§ **Work request**
Below are records; copy every line among them that contains the word "forest".

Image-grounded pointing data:
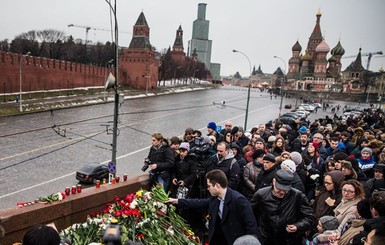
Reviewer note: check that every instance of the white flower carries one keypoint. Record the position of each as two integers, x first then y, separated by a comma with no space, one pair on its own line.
314,176
59,196
170,230
133,204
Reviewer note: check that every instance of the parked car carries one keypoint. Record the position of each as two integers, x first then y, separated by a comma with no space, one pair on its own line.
92,172
291,115
302,113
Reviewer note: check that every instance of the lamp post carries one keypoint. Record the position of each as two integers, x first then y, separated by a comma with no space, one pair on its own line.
249,87
21,80
175,74
284,79
116,102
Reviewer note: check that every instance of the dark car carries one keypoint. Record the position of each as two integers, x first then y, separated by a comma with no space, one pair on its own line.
92,172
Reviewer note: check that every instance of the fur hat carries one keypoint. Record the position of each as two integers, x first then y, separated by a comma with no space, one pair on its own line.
212,125
289,164
315,144
329,222
212,137
296,157
302,130
185,145
258,153
271,138
367,150
269,157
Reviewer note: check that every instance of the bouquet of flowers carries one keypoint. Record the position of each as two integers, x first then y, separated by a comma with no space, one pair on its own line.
142,216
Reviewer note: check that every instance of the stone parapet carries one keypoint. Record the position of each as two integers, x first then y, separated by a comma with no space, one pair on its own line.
14,222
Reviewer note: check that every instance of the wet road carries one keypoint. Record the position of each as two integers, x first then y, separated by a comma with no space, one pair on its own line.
40,152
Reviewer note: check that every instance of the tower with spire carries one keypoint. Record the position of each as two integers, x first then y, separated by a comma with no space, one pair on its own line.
139,64
313,70
178,53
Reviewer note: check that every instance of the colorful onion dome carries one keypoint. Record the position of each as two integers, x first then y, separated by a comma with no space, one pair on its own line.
306,57
296,47
338,49
332,59
322,47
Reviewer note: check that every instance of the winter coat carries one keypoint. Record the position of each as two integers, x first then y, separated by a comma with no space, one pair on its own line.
274,214
186,170
265,177
165,160
345,211
250,175
237,219
321,208
228,165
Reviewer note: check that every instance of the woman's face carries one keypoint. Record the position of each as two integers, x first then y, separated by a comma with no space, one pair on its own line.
346,171
328,182
337,165
228,137
183,153
348,192
155,142
310,148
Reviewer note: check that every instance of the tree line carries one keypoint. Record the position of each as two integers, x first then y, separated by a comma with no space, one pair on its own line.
54,44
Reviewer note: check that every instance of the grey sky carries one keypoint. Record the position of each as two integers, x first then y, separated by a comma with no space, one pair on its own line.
258,28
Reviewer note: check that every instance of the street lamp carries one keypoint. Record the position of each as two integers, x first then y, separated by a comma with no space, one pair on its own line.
284,78
249,87
20,74
116,104
175,74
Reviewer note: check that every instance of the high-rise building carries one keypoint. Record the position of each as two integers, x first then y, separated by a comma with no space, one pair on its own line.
200,45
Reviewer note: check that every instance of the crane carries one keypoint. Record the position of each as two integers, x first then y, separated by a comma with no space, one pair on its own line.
92,28
370,54
85,27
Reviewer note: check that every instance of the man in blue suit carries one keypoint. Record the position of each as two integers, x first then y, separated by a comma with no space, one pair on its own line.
231,215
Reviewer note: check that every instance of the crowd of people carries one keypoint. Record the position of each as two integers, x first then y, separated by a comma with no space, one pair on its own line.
299,182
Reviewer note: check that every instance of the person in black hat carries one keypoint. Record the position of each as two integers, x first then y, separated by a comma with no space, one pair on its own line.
283,213
377,183
269,168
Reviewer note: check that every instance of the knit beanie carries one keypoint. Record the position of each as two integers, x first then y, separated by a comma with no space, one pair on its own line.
247,240
329,222
212,125
289,164
315,144
367,149
296,157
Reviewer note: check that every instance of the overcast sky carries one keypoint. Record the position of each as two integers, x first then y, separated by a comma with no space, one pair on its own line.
258,28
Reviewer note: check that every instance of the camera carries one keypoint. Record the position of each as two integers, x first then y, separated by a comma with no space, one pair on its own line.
200,150
147,163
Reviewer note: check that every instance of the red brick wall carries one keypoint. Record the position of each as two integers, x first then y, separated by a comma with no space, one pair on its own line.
39,73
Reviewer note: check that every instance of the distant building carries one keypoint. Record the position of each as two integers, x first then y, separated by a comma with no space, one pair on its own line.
177,53
139,62
200,46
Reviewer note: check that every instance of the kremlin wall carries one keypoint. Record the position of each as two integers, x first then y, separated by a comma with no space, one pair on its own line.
40,73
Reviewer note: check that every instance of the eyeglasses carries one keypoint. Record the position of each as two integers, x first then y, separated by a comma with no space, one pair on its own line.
348,191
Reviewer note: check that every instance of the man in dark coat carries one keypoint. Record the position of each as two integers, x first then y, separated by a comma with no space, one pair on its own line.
230,213
265,177
225,161
161,161
283,213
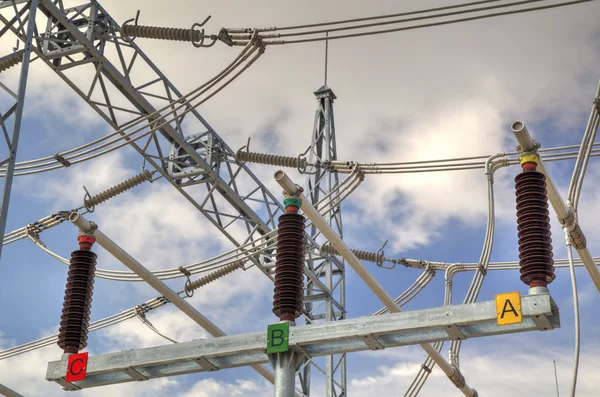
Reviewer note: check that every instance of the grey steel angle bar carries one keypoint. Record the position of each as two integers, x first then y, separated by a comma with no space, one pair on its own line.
13,142
106,243
353,335
249,217
291,188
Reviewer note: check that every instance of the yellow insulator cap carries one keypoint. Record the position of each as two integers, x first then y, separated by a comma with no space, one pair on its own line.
528,158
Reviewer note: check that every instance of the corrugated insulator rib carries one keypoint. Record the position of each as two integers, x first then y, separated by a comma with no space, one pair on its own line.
116,190
225,270
160,33
271,159
289,269
362,255
11,61
535,243
75,318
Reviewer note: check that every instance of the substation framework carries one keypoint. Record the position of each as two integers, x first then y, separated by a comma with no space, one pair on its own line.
191,155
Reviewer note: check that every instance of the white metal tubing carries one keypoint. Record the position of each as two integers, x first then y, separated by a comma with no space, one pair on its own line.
528,145
110,246
291,188
565,216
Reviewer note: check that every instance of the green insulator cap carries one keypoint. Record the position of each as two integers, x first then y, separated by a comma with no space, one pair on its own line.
292,201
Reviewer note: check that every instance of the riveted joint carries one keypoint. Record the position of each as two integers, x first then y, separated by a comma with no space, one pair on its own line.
457,378
578,238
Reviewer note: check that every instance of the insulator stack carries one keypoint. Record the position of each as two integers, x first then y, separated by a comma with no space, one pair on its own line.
271,159
116,190
225,270
74,322
535,242
362,255
289,268
160,33
11,61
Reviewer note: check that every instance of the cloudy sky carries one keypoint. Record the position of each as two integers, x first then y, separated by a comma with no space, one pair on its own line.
442,92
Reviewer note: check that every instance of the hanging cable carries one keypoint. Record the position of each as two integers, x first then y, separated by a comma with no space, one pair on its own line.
49,162
142,317
90,202
271,159
270,41
193,35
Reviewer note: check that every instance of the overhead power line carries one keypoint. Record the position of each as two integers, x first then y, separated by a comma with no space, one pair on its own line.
241,37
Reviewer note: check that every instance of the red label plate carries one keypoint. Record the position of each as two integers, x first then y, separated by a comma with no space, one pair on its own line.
76,367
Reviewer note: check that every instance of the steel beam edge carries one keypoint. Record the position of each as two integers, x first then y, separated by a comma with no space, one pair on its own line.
353,335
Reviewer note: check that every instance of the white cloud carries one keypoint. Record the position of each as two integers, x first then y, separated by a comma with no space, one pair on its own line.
505,372
432,93
239,388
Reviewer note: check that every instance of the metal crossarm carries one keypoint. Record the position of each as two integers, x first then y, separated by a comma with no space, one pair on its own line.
353,335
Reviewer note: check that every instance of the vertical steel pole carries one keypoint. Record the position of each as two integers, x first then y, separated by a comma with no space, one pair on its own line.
323,149
556,379
14,139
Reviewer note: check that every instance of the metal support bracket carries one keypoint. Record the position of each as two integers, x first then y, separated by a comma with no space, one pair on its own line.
454,332
372,342
135,375
205,364
337,337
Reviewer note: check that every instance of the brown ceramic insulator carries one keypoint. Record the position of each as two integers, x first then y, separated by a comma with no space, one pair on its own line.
289,269
535,244
72,334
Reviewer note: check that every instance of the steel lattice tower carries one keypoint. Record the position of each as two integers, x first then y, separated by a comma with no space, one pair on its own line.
330,270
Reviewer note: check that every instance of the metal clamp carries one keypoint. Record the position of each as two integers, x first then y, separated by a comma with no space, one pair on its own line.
87,197
62,160
188,291
481,269
380,257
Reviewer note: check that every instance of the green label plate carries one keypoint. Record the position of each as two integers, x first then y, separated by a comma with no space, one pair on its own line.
278,337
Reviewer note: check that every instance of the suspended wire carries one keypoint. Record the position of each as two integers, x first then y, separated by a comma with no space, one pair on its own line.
269,41
398,21
147,323
243,252
362,19
175,106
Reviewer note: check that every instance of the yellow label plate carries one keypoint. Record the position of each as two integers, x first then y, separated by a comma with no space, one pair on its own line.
508,308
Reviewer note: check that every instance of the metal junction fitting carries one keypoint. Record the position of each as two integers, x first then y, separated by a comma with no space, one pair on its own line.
91,202
74,322
11,61
289,268
535,243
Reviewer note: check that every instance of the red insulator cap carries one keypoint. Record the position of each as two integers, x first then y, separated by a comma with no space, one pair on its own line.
86,241
291,209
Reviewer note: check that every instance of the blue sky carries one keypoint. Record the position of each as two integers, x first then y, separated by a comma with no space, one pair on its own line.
444,92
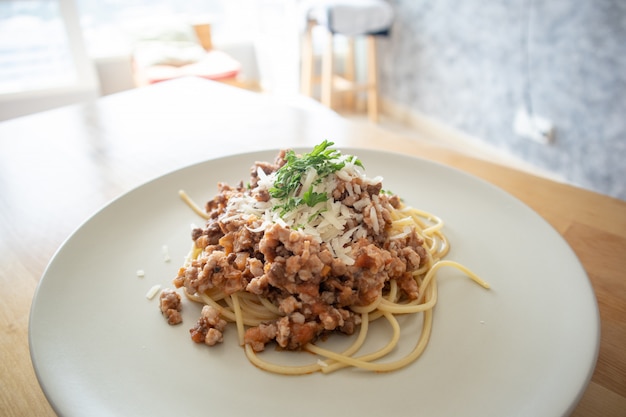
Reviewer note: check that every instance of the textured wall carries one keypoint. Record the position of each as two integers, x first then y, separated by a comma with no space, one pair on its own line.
464,64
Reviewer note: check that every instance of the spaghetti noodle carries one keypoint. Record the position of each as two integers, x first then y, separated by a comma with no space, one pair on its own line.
313,247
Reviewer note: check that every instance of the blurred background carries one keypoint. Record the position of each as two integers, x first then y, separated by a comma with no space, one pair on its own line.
469,73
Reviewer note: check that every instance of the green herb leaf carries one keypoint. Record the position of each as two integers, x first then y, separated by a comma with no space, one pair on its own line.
289,177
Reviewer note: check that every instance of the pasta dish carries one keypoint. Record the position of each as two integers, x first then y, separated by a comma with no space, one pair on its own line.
309,248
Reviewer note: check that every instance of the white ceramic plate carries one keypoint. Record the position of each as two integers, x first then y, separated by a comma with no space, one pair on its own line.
527,347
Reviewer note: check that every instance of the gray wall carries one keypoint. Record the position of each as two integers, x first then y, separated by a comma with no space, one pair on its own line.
464,64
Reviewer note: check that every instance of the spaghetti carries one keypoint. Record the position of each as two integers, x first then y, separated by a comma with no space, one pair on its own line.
313,247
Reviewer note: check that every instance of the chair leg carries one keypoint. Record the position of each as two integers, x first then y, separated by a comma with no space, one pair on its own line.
350,74
306,72
372,79
327,72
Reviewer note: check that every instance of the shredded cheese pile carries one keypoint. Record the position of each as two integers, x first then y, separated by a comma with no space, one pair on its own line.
310,207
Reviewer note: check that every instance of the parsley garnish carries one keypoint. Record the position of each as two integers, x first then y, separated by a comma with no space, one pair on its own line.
288,179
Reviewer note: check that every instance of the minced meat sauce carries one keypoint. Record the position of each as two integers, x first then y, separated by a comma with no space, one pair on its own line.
299,273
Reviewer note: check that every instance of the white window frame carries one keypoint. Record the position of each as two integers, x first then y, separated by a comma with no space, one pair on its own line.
86,87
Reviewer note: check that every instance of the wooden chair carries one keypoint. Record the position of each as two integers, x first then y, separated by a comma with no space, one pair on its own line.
352,19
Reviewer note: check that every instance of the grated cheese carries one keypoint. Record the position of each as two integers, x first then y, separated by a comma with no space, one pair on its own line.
325,221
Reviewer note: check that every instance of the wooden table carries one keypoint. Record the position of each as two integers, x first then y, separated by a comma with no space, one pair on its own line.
58,167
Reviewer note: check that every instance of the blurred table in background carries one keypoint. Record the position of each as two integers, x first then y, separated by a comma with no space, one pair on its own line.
60,166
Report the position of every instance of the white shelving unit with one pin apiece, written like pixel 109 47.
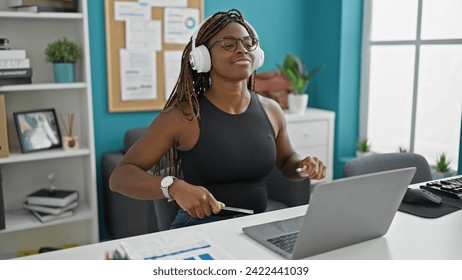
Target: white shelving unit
pixel 312 134
pixel 24 173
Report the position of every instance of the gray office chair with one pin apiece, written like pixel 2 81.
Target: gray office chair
pixel 382 162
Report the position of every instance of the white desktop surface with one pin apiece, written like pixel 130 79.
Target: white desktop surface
pixel 409 237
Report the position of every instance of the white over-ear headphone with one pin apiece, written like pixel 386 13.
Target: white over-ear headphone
pixel 200 60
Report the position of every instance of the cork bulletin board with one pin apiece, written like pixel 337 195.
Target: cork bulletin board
pixel 115 41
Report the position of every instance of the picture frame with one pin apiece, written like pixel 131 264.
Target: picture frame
pixel 38 130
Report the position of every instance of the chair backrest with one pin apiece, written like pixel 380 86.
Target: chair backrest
pixel 382 162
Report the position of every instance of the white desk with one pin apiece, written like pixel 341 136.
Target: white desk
pixel 409 237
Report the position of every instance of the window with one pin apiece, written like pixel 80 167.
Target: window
pixel 411 83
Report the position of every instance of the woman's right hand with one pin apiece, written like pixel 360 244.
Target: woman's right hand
pixel 196 200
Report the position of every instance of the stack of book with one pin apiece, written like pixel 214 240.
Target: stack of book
pixel 47 205
pixel 36 6
pixel 14 67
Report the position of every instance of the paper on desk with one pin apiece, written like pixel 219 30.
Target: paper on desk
pixel 192 245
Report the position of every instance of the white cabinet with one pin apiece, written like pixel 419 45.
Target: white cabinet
pixel 24 173
pixel 312 134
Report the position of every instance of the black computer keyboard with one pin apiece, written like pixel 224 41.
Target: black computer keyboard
pixel 451 187
pixel 286 242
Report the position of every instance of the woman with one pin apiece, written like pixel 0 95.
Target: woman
pixel 222 137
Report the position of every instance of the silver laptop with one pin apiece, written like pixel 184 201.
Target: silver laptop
pixel 341 213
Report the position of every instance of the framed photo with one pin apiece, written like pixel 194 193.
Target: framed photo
pixel 38 130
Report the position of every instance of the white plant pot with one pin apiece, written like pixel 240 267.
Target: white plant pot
pixel 297 103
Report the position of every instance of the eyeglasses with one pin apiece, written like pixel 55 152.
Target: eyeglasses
pixel 230 43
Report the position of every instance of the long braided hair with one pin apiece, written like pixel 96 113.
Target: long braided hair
pixel 191 84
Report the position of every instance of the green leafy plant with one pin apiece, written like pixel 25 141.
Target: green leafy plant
pixel 442 163
pixel 62 51
pixel 363 145
pixel 297 73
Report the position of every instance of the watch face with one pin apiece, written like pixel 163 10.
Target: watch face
pixel 167 181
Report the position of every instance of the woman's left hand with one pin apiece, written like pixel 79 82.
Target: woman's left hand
pixel 311 167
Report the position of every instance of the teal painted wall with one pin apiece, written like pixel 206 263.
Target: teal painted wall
pixel 334 39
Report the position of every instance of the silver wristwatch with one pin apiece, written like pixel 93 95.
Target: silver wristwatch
pixel 165 184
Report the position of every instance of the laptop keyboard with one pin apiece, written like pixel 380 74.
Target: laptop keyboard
pixel 285 242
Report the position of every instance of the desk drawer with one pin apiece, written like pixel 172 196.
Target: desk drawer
pixel 303 134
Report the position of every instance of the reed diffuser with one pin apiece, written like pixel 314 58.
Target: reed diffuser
pixel 70 141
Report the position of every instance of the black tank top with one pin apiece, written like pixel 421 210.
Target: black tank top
pixel 233 156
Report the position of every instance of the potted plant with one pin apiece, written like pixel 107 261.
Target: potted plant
pixel 299 78
pixel 63 54
pixel 363 147
pixel 442 168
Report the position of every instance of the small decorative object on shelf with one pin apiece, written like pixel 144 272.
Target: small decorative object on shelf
pixel 442 168
pixel 48 6
pixel 14 65
pixel 363 147
pixel 299 78
pixel 38 130
pixel 63 54
pixel 70 141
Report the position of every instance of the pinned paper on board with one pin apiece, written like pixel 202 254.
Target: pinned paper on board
pixel 138 75
pixel 179 24
pixel 128 10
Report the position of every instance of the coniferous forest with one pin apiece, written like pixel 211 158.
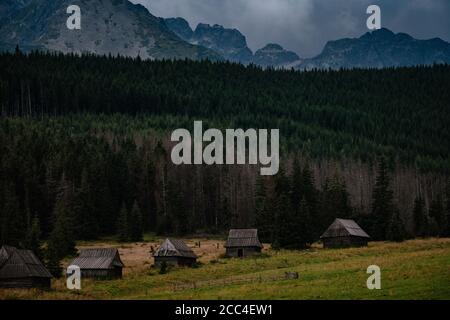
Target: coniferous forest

§ **Worked solution**
Report the position of every instance of the coniferous forest with one pin apiece, written like pixel 211 158.
Target: coniferous forest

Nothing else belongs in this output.